WHAT YOU NEED TO DO.
Reproduce verbatim only the lines from the one containing "Identify the sparse" through the last line below, both included.

[Records contained in a dataset]
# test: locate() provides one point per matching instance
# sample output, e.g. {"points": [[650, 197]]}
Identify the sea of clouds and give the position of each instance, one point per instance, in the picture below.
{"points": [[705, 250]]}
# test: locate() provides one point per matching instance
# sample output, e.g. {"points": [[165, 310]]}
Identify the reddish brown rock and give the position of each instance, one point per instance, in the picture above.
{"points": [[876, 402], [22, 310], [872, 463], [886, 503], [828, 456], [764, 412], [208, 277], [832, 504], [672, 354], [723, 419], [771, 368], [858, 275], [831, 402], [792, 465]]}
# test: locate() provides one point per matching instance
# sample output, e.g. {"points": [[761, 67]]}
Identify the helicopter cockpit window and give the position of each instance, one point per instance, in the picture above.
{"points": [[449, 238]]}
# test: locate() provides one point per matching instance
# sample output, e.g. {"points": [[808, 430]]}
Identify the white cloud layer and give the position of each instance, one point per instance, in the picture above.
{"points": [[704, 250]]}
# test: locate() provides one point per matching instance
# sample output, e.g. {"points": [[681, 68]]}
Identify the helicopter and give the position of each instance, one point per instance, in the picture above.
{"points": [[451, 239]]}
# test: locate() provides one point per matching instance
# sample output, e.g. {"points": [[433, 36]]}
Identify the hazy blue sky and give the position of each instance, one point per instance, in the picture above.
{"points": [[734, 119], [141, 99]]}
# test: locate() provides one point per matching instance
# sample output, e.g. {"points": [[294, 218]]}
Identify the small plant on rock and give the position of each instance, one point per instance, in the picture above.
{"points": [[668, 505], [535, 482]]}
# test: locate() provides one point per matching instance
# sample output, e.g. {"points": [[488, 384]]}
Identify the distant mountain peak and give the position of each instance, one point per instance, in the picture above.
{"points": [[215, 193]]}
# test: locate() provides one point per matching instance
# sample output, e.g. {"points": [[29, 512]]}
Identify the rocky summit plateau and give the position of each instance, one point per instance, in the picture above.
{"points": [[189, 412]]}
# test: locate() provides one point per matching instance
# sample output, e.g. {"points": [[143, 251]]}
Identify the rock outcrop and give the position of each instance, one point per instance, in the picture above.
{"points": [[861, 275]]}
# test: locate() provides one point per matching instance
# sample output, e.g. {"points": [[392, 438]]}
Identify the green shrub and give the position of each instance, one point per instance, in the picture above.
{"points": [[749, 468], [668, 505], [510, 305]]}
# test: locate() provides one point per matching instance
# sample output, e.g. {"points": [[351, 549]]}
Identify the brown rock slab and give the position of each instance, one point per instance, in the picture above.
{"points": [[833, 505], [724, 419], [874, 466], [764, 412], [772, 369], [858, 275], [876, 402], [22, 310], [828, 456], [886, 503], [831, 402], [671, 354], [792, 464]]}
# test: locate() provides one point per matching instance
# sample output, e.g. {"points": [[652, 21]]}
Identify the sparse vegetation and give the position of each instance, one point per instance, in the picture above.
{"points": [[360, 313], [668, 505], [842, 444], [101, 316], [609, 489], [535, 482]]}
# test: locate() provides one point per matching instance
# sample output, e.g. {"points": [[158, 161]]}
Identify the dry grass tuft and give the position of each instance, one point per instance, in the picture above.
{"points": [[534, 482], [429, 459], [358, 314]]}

FINAL ANSWER.
Identify the sparse vegetation and give the position of each instance, one point per instance, in the picture above.
{"points": [[360, 313], [668, 505], [842, 444], [101, 316], [609, 489], [535, 482]]}
# test: locate() provides one point per matching instance
# sample output, e.g. {"points": [[158, 161]]}
Identify the dry grass tuft and give the position of each instance, one point per instance, in the picture above.
{"points": [[534, 482], [429, 459], [358, 314]]}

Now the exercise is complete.